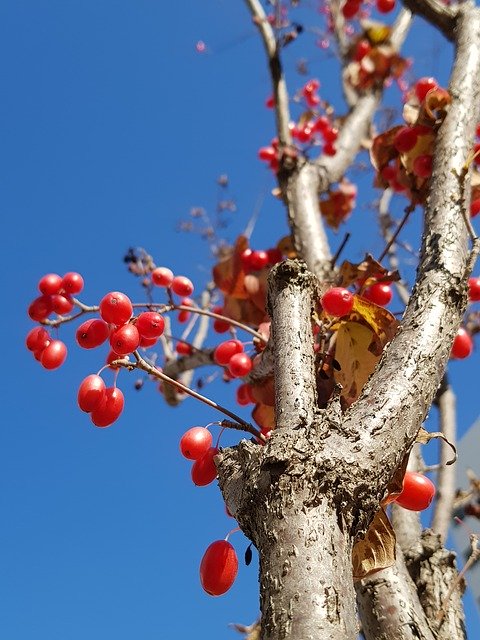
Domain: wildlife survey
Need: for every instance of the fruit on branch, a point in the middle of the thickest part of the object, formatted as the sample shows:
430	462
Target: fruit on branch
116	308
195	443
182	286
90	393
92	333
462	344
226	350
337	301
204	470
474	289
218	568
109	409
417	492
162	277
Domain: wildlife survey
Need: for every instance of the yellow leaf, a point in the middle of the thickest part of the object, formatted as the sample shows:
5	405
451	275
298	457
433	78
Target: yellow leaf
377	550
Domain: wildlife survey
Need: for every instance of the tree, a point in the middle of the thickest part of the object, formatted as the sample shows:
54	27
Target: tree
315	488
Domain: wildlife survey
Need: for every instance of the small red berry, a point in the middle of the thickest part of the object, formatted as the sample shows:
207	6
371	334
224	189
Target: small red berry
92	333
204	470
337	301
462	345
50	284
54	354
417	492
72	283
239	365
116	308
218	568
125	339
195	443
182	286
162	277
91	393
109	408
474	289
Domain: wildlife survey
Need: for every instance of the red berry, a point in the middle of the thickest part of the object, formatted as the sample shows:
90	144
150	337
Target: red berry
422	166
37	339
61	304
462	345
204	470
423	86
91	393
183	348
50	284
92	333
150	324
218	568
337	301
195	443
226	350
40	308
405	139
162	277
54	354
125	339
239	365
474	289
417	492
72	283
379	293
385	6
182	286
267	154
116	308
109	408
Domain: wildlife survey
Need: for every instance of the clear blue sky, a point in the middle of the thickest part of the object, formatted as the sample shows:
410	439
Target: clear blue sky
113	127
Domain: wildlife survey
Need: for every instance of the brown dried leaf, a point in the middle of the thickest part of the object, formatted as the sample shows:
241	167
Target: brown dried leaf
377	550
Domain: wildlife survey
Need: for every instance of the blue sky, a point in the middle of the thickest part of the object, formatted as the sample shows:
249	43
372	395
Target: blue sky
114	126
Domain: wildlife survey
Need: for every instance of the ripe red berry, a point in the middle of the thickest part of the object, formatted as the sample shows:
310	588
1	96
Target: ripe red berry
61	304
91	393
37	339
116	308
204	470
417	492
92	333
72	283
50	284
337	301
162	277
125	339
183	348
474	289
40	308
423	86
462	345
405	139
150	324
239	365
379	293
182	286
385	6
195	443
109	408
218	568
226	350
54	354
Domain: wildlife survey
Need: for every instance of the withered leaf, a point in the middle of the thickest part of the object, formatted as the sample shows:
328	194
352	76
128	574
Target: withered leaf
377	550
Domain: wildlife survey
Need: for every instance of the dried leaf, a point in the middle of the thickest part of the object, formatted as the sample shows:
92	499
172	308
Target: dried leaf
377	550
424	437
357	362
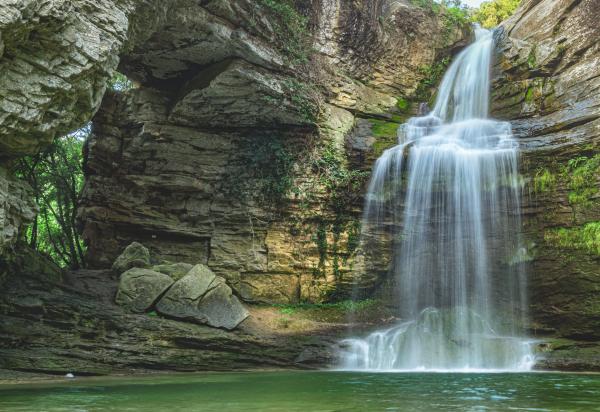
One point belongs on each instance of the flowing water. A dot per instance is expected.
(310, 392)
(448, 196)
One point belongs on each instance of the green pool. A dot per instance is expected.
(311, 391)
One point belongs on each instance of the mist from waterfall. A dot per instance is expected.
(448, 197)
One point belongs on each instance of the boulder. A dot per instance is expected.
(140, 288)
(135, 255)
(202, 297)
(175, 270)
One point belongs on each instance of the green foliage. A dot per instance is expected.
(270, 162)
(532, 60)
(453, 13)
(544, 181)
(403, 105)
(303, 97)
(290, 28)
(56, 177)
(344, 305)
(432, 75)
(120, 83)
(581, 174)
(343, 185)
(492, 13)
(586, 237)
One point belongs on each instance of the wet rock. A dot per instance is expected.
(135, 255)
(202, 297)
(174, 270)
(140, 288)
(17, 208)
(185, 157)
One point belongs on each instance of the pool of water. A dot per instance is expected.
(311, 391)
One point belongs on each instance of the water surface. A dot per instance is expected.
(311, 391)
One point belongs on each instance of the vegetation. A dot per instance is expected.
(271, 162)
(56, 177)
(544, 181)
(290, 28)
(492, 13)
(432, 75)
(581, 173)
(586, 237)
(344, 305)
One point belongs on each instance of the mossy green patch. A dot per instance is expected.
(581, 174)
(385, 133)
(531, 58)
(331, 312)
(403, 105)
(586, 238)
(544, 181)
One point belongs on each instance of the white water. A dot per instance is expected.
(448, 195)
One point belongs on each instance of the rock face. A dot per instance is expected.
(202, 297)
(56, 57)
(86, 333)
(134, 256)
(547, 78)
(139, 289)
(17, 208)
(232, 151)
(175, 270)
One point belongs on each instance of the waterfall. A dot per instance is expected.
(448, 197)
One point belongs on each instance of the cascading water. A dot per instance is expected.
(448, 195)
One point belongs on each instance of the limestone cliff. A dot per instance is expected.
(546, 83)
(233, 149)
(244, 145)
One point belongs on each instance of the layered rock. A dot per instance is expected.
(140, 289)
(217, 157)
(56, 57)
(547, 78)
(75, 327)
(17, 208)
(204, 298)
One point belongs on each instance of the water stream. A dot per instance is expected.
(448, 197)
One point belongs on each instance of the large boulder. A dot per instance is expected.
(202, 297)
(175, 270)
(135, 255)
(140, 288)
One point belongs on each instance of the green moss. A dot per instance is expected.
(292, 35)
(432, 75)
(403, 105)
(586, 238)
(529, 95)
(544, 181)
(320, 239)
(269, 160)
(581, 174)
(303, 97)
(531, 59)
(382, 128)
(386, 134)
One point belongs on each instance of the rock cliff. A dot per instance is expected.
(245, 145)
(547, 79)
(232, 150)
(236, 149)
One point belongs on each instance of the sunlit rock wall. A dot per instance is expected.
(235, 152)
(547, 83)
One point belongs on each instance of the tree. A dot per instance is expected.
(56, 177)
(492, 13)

□ □ □ □ □

→ **TASK DIRECTIONS**:
Beginning with the line that contains "One point belongs on each instance of the large", quote each line exactly through the last line of the entries above, and nothing beyond them.

→ **RESULT OF THE TASK**:
One point belongs on each instance of the large boulder. A dot per instance is expected.
(202, 297)
(175, 270)
(135, 255)
(140, 288)
One point belongs on each instance of the green moss. A dot per instance is expected.
(292, 35)
(432, 75)
(403, 105)
(586, 238)
(529, 95)
(544, 181)
(320, 239)
(269, 160)
(581, 174)
(303, 97)
(531, 59)
(382, 128)
(386, 134)
One point belongs on each instance of the rock cliff. A dot per instance is expected.
(245, 145)
(547, 79)
(232, 150)
(236, 149)
One point belongs on each instance of the sunlit rock wall. A dot per instance is expected.
(235, 152)
(547, 83)
One point belongs on each instance of the tree. A dot per instance is expected.
(56, 177)
(492, 13)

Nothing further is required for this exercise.